Task to carry out ▸ Can you reproduce, line for line, the records from the line with "Task: locate the hillside slope." up to and including the line with "column 962, row 811"?

Stored records:
· · · ·

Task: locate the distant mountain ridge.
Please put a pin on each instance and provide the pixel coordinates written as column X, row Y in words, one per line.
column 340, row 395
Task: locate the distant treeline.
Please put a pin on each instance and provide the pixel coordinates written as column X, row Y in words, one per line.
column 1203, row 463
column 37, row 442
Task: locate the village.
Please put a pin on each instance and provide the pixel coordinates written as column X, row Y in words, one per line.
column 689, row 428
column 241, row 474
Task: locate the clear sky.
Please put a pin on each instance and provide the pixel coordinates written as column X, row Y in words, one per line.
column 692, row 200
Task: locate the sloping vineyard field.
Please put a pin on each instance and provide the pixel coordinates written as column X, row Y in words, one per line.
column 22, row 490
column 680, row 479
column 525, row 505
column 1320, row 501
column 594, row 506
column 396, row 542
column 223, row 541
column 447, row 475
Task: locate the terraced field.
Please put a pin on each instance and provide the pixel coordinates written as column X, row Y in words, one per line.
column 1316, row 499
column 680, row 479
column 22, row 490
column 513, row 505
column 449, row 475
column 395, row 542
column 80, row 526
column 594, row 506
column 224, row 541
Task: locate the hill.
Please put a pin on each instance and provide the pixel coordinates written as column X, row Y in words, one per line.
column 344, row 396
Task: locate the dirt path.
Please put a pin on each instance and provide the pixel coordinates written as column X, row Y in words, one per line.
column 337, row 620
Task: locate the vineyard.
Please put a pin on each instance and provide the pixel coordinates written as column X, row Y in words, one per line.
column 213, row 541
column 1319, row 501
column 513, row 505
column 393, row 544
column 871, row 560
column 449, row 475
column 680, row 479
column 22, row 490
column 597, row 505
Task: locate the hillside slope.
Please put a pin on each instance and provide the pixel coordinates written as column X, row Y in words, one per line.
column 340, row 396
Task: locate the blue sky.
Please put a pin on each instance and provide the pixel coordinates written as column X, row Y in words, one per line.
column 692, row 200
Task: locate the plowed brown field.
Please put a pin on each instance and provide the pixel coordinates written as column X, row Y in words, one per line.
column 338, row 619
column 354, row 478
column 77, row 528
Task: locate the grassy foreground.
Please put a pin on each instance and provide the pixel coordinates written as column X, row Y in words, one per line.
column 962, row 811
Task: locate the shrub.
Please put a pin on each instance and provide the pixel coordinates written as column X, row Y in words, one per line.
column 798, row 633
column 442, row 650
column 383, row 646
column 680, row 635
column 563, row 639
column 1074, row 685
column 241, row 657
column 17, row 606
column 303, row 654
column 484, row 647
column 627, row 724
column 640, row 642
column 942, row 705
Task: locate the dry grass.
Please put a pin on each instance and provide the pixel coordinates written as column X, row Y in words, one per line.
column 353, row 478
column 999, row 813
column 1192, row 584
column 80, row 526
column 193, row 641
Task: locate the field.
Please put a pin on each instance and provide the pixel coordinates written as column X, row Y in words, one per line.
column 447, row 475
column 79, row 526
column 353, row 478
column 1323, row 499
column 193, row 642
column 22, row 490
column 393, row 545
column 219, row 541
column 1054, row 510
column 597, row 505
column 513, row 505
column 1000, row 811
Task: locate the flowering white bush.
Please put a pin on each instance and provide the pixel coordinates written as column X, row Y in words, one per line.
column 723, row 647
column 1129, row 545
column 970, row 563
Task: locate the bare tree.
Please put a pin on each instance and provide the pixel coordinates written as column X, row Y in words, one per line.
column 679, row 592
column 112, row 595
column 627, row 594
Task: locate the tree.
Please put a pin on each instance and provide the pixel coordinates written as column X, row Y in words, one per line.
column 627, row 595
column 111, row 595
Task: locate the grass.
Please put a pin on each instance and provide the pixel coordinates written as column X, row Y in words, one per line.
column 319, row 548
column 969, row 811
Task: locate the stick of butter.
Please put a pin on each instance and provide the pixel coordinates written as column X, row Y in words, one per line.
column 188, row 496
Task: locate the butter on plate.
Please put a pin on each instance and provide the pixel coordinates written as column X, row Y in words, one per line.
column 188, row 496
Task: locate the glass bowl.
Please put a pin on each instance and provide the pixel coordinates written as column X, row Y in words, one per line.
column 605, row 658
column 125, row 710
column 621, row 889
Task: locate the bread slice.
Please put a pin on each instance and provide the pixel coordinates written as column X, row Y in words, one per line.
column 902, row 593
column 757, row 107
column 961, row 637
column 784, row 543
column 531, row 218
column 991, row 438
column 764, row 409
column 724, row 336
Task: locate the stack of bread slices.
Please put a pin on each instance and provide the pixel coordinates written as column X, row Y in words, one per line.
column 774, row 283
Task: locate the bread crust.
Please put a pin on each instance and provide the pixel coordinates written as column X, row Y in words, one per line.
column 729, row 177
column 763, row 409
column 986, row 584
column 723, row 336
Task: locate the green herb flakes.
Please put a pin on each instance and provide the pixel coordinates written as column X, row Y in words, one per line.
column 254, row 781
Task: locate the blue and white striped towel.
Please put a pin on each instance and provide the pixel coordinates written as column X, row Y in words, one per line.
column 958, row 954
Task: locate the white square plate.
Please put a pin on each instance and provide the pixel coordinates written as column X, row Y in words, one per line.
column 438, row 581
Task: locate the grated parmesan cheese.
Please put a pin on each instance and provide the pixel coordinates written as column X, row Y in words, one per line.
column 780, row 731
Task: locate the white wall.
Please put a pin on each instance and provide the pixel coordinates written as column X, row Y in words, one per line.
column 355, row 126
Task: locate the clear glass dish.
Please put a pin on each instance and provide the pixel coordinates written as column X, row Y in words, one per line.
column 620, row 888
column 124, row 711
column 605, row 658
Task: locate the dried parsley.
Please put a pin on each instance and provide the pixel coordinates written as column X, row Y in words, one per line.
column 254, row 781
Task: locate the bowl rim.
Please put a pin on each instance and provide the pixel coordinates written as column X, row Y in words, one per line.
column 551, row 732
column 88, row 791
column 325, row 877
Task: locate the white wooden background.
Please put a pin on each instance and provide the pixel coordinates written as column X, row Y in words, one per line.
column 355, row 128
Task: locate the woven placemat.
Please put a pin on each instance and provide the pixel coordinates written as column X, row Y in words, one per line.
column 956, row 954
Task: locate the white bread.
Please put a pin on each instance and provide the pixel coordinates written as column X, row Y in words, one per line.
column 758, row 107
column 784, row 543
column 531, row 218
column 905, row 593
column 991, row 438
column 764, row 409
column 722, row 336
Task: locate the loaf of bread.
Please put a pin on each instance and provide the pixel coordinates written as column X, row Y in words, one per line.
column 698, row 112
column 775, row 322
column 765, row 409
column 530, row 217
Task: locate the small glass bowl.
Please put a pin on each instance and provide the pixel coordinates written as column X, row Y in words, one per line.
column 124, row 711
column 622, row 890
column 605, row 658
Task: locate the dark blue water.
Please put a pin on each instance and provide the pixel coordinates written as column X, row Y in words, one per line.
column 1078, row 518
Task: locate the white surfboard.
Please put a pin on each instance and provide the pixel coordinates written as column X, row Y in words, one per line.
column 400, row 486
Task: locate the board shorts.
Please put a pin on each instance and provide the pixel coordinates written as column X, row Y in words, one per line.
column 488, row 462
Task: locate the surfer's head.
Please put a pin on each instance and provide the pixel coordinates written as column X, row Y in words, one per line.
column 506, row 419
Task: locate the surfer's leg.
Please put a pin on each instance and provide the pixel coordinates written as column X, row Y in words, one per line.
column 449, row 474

· · · ·

Final answer ▸
Task: locate the hillside slope.
Please put a pin on each instance and provide the pixel coordinates written as column X, row Y in words, one per line.
column 340, row 396
Task: locate the blue sky.
Please put a pin on each instance and provide the pixel coordinates written as column X, row Y in words, one per line.
column 692, row 200
Task: locate the plowed brown field.
Please put a pin on each instance and provide the pixel coordinates written as column X, row Y in words, one per line.
column 338, row 619
column 354, row 478
column 77, row 528
Task: locate the grassy foreground.
Please put a pin on each instance and provide the pixel coordinates written as column X, row Y in words, one per line.
column 962, row 811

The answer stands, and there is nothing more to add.